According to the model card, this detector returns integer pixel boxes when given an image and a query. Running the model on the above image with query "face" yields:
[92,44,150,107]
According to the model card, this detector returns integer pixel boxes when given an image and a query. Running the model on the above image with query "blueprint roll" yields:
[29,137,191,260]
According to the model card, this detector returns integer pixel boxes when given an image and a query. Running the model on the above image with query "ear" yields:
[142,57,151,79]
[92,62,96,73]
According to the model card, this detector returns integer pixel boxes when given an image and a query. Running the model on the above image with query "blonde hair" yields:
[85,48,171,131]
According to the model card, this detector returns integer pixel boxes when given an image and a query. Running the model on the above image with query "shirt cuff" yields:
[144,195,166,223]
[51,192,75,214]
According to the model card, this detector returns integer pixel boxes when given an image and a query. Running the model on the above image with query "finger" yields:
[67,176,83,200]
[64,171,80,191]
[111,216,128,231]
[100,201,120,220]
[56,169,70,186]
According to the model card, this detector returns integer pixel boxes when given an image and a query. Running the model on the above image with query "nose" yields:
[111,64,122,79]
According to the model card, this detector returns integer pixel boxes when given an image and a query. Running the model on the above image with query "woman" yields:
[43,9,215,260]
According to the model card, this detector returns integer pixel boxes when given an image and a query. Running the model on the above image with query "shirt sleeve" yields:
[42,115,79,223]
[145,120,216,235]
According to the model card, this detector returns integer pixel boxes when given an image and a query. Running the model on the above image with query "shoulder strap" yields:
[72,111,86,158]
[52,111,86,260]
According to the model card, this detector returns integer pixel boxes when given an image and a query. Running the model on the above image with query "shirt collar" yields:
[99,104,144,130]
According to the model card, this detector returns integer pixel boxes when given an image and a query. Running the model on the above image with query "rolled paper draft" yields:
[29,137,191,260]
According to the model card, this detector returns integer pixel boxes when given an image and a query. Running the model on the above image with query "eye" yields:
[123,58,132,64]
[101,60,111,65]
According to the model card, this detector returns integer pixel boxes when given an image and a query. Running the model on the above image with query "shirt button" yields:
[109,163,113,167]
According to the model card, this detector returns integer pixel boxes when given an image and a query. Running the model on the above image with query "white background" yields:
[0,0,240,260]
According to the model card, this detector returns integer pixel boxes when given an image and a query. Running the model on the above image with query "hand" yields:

## Problem description
Quote, word for word, the stretch from the first of the rows through the line containing "[85,48,171,131]", including both ends.

## Complete answer
According to the model card, this detector returns integer pixel boxes when given an image and a query. Running the model on the above image with query "face" yields:
[92,44,150,107]
According to the model card, this detector returns integer pixel boxes when given an image and a query. Running the model on the above image with query "blueprint roll" yields:
[29,137,191,260]
According to the model card, this detector returns integer pixel boxes when given an image and a query. Running the model on the above image with query "ear" yields:
[142,57,151,79]
[92,62,96,73]
According to the model card, this detector returns integer pixel boxes when given an image and a query. Running the model on the above image with query "blonde hair" yields:
[85,48,171,131]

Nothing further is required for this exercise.